### Required work
Type out the records that follow, exactly as given.

## start The input

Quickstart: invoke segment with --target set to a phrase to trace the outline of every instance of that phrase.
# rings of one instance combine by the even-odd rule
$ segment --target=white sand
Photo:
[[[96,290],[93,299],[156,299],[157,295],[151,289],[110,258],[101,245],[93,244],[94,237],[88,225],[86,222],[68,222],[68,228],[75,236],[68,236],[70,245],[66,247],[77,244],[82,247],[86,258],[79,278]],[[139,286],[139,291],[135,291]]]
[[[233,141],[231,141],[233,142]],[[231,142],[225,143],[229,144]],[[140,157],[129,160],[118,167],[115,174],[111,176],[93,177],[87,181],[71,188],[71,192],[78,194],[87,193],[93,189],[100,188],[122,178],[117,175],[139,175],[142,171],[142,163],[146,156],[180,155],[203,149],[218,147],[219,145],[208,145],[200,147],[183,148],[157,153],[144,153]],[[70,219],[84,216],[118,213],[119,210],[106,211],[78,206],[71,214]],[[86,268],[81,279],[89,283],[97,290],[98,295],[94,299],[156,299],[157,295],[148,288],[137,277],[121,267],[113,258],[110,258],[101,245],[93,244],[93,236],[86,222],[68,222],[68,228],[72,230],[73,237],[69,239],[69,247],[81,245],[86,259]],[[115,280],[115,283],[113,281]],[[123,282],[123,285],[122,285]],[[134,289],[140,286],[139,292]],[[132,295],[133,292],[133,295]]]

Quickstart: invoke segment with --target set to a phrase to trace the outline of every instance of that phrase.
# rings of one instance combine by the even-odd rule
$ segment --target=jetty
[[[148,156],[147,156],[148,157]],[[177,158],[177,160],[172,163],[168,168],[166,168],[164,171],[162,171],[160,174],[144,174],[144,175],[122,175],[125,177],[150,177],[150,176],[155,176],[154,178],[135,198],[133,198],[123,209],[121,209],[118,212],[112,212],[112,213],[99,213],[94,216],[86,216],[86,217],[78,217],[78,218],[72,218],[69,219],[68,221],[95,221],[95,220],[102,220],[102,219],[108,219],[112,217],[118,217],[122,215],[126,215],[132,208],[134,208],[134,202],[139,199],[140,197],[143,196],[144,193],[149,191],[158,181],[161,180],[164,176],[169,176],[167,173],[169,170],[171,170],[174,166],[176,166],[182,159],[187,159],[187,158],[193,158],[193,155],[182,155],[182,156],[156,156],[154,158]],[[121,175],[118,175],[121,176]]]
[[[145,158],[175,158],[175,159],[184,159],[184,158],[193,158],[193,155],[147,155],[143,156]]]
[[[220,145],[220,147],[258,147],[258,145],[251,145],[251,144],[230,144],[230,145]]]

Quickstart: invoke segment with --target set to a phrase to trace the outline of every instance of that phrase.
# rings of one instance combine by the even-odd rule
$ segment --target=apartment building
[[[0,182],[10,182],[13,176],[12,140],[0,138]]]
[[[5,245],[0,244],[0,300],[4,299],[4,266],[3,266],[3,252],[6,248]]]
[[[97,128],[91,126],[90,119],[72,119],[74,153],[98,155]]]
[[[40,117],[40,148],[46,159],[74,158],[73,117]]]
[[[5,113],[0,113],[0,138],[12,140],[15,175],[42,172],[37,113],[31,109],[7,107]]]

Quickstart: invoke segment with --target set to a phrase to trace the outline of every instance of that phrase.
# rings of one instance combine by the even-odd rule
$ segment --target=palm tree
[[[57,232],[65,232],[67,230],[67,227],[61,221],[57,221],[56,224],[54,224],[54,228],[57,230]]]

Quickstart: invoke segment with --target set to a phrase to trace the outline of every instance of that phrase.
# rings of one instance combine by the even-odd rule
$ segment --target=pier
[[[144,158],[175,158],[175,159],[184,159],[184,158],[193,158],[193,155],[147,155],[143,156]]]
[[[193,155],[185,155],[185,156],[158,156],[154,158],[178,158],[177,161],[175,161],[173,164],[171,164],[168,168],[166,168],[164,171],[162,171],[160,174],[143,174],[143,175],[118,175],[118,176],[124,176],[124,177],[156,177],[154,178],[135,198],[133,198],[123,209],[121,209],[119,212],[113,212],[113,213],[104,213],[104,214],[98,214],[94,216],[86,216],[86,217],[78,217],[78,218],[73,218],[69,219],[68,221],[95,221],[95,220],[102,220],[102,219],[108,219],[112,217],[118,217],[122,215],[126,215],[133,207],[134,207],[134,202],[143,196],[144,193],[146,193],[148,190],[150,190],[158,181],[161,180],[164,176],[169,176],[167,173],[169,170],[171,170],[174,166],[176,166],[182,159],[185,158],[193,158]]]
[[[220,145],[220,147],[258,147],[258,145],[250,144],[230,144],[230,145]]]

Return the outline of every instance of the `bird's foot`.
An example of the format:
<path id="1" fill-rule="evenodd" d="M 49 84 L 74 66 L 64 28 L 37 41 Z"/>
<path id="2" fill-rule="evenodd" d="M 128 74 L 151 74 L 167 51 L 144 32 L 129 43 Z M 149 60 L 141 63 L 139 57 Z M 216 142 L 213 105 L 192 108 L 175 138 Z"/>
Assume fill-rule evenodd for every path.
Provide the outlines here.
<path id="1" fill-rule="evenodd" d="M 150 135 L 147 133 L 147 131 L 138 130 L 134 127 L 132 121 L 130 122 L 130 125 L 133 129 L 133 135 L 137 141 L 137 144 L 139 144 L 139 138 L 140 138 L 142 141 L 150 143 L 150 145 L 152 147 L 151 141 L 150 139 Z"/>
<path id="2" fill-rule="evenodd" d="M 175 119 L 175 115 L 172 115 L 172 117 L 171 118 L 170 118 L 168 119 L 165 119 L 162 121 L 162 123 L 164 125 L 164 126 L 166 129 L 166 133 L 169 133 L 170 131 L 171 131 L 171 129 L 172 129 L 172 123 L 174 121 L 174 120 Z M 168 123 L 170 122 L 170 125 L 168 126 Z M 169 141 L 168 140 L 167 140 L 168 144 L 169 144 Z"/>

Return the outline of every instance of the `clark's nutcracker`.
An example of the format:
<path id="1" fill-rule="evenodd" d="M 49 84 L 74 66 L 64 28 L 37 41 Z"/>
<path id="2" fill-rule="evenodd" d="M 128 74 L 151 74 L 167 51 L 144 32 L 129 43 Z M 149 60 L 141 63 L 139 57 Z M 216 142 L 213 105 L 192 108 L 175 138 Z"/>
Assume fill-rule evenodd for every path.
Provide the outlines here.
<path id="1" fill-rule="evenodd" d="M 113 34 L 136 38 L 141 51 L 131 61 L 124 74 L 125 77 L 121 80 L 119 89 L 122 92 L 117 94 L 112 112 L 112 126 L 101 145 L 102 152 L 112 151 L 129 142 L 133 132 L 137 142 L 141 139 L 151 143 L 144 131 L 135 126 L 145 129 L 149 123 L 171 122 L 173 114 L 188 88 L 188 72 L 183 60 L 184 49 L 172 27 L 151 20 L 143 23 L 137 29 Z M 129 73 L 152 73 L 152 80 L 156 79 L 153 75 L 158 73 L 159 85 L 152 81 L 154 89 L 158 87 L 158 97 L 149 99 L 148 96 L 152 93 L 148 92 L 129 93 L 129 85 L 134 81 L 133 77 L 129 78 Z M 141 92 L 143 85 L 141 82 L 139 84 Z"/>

## end The input

### Output for this exercise
Quickstart: invoke segment with --target set to a phrase to trace the outline of every instance of that phrase.
# rings of one instance combine by the even-odd rule
$ segment --target=white sand
Photo:
[[[96,290],[93,299],[156,299],[157,295],[151,289],[110,258],[101,245],[93,244],[94,237],[88,225],[86,222],[68,222],[68,228],[75,236],[68,236],[70,245],[66,247],[77,244],[82,247],[86,258],[79,278]],[[139,286],[139,291],[135,291]]]
[[[233,141],[231,141],[233,142]],[[231,142],[225,143],[229,144]],[[140,157],[129,160],[118,167],[115,174],[111,176],[93,177],[87,181],[71,188],[71,192],[78,194],[87,193],[93,189],[100,188],[122,178],[117,175],[139,175],[142,171],[142,163],[146,156],[180,155],[203,149],[218,147],[219,145],[208,145],[200,147],[183,148],[157,153],[144,153]],[[70,219],[84,216],[118,213],[119,210],[106,211],[78,206],[71,214]],[[86,268],[81,279],[89,283],[97,290],[98,295],[94,299],[156,299],[157,295],[148,288],[137,277],[121,267],[113,258],[110,258],[101,245],[93,244],[93,236],[86,222],[68,222],[68,228],[72,230],[73,237],[69,239],[69,247],[81,245],[86,259]],[[115,280],[115,283],[113,281]],[[123,282],[123,285],[122,285]],[[134,289],[140,286],[139,292]],[[132,295],[133,292],[133,295]]]

Quickstart: invoke segment with --target set to a phrase to trace the outline of every instance of that phrase.
# rings of one instance combine by the even-odd rule
$ segment --target=jetty
[[[148,156],[147,156],[148,157]],[[177,158],[177,160],[172,163],[168,168],[166,168],[164,171],[162,171],[160,174],[144,174],[144,175],[122,175],[125,177],[150,177],[150,176],[155,176],[154,178],[135,198],[133,198],[123,209],[121,209],[118,212],[112,212],[112,213],[99,213],[94,216],[86,216],[86,217],[78,217],[78,218],[72,218],[69,219],[68,221],[95,221],[95,220],[102,220],[102,219],[108,219],[112,217],[118,217],[122,215],[126,215],[132,208],[134,208],[134,202],[139,199],[140,197],[143,196],[144,193],[149,191],[158,181],[161,180],[164,176],[169,176],[167,173],[169,170],[171,170],[174,166],[176,166],[182,159],[187,159],[187,158],[193,158],[193,155],[182,155],[182,156],[156,156],[154,158]],[[121,175],[118,175],[121,176]]]
[[[145,158],[175,158],[175,159],[184,159],[184,158],[193,158],[193,155],[147,155],[143,156]]]
[[[220,145],[220,147],[258,147],[258,145],[251,145],[251,144],[230,144],[230,145]]]

Quickstart: invoke segment with --target set to a phrase to trace the outline of every instance of that phrase.
# rings of one instance combine by the even-odd rule
$ segment --target=apartment building
[[[0,182],[10,182],[13,176],[12,140],[0,138]]]
[[[5,245],[0,244],[0,300],[4,299],[4,266],[3,266],[3,252],[6,248]]]
[[[97,128],[91,126],[90,119],[72,119],[74,153],[98,155]]]
[[[40,117],[40,148],[46,159],[74,158],[73,117]]]
[[[5,113],[0,113],[0,138],[12,140],[15,175],[42,172],[37,113],[31,109],[7,107]]]

Quickstart: invoke segment with --target set to a phrase to trace the outline of every instance of that phrase.
# rings of one instance combine by the even-odd rule
$ segment --target=palm tree
[[[57,232],[65,232],[67,230],[67,227],[61,221],[57,221],[56,224],[54,224],[54,228],[57,230]]]

Quickstart: invoke segment with --target set to a phrase to trace the outline of every instance of that phrase.
# rings of one instance combine by the even-odd rule
$ segment --target=pier
[[[144,158],[175,158],[175,159],[184,159],[184,158],[193,158],[193,155],[147,155],[143,156]]]
[[[193,155],[185,155],[185,156],[158,156],[154,158],[178,158],[177,161],[175,161],[173,164],[171,164],[168,168],[166,168],[164,171],[162,171],[160,174],[143,174],[143,175],[118,175],[118,176],[124,176],[124,177],[156,177],[154,178],[135,198],[133,198],[123,209],[121,209],[119,212],[113,212],[113,213],[104,213],[104,214],[98,214],[94,216],[86,216],[86,217],[78,217],[78,218],[73,218],[69,219],[68,221],[95,221],[95,220],[102,220],[102,219],[108,219],[112,217],[118,217],[122,215],[126,215],[133,207],[134,207],[134,202],[143,196],[144,193],[146,193],[148,190],[150,190],[158,181],[161,180],[164,176],[169,176],[167,173],[169,170],[171,170],[174,166],[176,166],[182,159],[185,158],[193,158]]]
[[[220,145],[220,147],[258,147],[258,145],[250,144],[230,144],[230,145]]]

Return the outline of every instance of the `bird's foot`.
An example of the format:
<path id="1" fill-rule="evenodd" d="M 49 84 L 74 66 L 64 28 L 37 41 Z"/>
<path id="2" fill-rule="evenodd" d="M 128 74 L 151 74 L 167 51 L 144 32 L 129 43 Z M 149 60 L 141 63 L 139 57 Z M 216 142 L 213 105 L 192 108 L 175 138 Z"/>
Assume fill-rule evenodd for every path.
Provide the outlines here.
<path id="1" fill-rule="evenodd" d="M 150 135 L 147 133 L 147 131 L 138 130 L 134 127 L 132 121 L 130 122 L 130 125 L 133 129 L 133 135 L 137 141 L 137 144 L 139 144 L 139 138 L 140 138 L 142 141 L 150 143 L 150 145 L 152 147 L 151 141 L 150 139 Z"/>
<path id="2" fill-rule="evenodd" d="M 175 119 L 175 115 L 172 115 L 172 117 L 171 118 L 170 118 L 168 119 L 165 119 L 162 121 L 162 123 L 164 125 L 164 126 L 166 129 L 166 133 L 169 133 L 170 131 L 171 131 L 171 129 L 172 129 L 172 123 L 174 121 L 174 120 Z M 168 123 L 170 122 L 170 125 L 168 126 Z M 169 141 L 168 140 L 167 140 L 168 144 L 169 144 Z"/>

Return the outline of every instance of the `clark's nutcracker`.
An example of the format:
<path id="1" fill-rule="evenodd" d="M 49 84 L 74 66 L 64 28 L 37 41 Z"/>
<path id="2" fill-rule="evenodd" d="M 128 74 L 151 74 L 167 51 L 144 32 L 129 43 Z M 149 60 L 141 63 L 139 57 Z M 216 142 L 213 105 L 192 108 L 175 138 Z"/>
Assume fill-rule evenodd for every path.
Provide the outlines here.
<path id="1" fill-rule="evenodd" d="M 113 34 L 136 38 L 141 51 L 131 61 L 124 74 L 125 77 L 121 80 L 119 89 L 122 92 L 117 94 L 112 112 L 112 126 L 101 145 L 102 152 L 112 151 L 129 142 L 133 132 L 137 142 L 141 139 L 151 143 L 144 131 L 135 126 L 145 129 L 149 123 L 171 122 L 173 114 L 188 88 L 188 72 L 183 60 L 184 49 L 172 27 L 151 20 L 143 23 L 137 29 Z M 129 73 L 152 73 L 152 80 L 156 79 L 153 75 L 158 73 L 159 85 L 152 81 L 154 89 L 158 87 L 158 97 L 149 99 L 148 96 L 152 93 L 148 92 L 129 93 L 129 85 L 134 81 L 133 77 L 129 78 Z M 141 92 L 143 85 L 141 82 L 139 84 Z"/>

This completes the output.